Point localization data:
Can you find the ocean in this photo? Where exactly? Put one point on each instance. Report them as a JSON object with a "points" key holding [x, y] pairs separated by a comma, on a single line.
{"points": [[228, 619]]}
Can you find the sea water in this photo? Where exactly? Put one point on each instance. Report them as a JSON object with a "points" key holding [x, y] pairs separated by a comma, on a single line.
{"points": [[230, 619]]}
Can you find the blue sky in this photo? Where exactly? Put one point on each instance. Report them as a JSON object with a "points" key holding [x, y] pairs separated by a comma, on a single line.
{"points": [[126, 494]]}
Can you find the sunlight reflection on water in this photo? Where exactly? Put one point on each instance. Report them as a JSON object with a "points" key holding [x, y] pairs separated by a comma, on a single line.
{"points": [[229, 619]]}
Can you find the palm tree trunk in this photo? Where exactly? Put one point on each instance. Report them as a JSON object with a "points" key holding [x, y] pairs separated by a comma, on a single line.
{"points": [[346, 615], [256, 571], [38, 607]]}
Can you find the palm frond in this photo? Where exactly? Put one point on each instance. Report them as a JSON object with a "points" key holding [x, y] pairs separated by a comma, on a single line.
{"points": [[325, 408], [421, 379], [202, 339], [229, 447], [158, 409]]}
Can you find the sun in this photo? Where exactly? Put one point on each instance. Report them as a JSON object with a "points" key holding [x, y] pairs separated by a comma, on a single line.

==

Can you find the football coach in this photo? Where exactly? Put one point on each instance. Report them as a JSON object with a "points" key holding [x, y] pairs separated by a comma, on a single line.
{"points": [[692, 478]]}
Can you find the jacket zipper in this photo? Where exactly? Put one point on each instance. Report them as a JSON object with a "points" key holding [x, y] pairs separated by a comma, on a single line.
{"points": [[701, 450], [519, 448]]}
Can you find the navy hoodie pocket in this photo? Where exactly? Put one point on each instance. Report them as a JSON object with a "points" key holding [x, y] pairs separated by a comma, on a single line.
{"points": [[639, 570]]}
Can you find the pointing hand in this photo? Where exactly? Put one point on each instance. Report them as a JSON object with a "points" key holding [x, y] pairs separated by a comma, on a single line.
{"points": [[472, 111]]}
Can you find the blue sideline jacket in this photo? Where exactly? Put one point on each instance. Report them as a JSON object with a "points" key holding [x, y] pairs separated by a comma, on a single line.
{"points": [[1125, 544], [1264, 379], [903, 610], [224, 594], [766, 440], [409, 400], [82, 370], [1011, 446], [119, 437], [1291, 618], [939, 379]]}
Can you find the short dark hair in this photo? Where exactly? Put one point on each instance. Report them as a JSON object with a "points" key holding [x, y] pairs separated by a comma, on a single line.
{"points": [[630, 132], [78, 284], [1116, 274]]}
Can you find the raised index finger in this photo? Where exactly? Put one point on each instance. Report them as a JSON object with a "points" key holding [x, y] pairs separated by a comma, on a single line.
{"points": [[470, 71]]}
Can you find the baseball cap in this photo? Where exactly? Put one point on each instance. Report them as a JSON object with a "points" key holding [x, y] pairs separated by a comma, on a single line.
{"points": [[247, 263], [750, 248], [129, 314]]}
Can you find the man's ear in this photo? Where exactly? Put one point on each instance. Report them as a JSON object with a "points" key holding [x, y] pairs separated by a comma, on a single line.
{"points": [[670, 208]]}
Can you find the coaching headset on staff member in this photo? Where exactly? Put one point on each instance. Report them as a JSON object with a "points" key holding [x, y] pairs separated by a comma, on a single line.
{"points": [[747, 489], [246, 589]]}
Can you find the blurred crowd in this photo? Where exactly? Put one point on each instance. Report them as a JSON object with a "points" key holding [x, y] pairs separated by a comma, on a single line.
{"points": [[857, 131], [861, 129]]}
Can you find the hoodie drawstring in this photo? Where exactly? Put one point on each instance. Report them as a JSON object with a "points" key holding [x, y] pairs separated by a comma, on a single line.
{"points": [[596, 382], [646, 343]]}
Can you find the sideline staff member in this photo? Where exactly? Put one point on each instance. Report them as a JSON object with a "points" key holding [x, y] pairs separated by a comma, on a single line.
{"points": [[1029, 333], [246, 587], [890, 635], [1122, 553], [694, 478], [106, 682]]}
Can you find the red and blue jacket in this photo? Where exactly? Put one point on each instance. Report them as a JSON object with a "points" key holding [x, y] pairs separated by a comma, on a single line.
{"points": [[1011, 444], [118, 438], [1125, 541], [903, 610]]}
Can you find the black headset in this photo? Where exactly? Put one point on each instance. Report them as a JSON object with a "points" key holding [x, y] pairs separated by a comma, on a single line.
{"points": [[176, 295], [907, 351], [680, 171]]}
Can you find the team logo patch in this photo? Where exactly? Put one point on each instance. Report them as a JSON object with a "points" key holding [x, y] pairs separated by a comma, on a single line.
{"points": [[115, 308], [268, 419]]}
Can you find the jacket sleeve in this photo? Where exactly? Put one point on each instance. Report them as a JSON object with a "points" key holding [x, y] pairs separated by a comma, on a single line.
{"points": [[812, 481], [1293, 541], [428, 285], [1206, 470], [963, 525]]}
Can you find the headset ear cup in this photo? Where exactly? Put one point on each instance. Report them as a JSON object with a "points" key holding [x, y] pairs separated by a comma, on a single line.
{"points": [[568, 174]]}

* * *

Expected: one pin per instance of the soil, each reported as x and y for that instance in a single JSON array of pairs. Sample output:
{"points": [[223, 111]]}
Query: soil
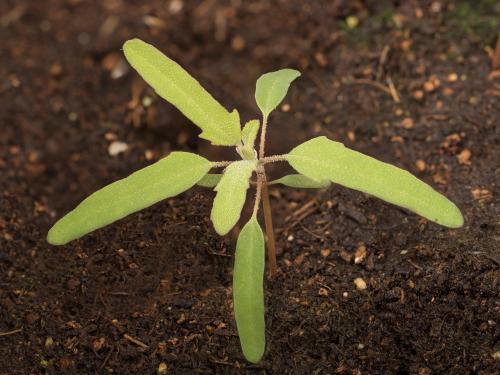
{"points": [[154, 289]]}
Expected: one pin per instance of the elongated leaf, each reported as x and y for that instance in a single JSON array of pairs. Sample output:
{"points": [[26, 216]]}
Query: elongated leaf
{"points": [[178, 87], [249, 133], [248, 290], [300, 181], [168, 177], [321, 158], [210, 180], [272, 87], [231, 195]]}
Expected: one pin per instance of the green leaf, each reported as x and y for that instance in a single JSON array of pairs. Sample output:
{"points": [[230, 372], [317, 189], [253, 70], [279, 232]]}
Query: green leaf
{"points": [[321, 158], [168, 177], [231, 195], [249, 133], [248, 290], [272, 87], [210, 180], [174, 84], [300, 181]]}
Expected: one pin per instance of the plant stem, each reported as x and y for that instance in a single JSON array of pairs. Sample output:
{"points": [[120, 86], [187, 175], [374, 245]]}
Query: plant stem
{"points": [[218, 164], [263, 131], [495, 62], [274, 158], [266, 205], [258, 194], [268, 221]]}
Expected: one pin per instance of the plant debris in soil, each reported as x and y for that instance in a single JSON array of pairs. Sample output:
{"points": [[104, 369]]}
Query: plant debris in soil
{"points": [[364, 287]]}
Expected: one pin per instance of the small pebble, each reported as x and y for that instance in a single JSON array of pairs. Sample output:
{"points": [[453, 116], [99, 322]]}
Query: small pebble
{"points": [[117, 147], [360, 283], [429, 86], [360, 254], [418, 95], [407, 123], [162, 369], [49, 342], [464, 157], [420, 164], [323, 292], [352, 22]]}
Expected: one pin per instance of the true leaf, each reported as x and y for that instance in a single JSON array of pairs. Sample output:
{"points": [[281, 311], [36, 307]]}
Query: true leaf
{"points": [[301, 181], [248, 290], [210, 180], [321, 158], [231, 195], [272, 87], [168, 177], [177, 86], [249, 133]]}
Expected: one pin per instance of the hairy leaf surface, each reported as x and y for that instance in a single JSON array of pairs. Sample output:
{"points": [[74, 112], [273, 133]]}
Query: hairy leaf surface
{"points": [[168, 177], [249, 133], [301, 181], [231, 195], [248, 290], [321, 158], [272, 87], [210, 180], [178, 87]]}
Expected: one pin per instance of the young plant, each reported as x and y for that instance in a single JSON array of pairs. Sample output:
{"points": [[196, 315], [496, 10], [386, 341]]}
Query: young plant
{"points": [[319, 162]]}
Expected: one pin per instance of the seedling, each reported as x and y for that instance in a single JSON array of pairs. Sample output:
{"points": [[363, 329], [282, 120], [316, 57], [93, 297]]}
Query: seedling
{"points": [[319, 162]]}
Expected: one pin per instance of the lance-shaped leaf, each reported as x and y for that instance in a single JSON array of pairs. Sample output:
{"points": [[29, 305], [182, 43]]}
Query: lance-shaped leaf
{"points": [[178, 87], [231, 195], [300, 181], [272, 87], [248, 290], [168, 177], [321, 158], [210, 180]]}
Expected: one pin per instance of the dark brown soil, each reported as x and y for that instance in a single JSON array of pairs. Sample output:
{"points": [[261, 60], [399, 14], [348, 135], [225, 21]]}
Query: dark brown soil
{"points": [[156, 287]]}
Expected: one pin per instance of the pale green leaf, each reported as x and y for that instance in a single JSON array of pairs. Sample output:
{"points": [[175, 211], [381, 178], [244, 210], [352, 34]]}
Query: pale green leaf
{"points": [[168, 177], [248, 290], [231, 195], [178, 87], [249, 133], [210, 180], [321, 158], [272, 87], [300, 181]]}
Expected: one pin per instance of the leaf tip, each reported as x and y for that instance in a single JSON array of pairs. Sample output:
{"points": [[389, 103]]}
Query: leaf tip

### Problem to work on
Write out, from the lines above, only those from the line with "Can you find the palm frond" to the line with "Can you find the sun in", exactly as given, including the first and the last.

### Task output
Can you find the palm frond in this photo? Where exactly? Put one point on each instance. Report them as a JSON object with a "points" key holding [x, y] pairs separated by a comma, on a single line.
{"points": [[325, 408], [421, 379], [202, 339], [229, 447], [158, 409]]}
Can you find the sun in this photo? Where exactly? Put one point on each instance. Report them as a JSON object with a "points" key holding [x, y] pairs separated by a comma, on a single line.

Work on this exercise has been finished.